Reproduce every line of the data below, requests included, multiplying each coordinate value in the answers by 1.5 and rounding to the nearest whole number, with halves rounded up. Leave all numbers in the requests and their format descriptions unchanged.
****************
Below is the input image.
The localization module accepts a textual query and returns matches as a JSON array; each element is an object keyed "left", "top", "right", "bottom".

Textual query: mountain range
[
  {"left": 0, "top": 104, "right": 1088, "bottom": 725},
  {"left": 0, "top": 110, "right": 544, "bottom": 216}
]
****************
**Response to the task**:
Below is the input image.
The localization module accepts a textual query and returns matches as a JSON array; each element is an object keyed "left", "top", "right", "bottom".

Textual query: mountain range
[
  {"left": 0, "top": 156, "right": 1632, "bottom": 1088},
  {"left": 0, "top": 165, "right": 816, "bottom": 324}
]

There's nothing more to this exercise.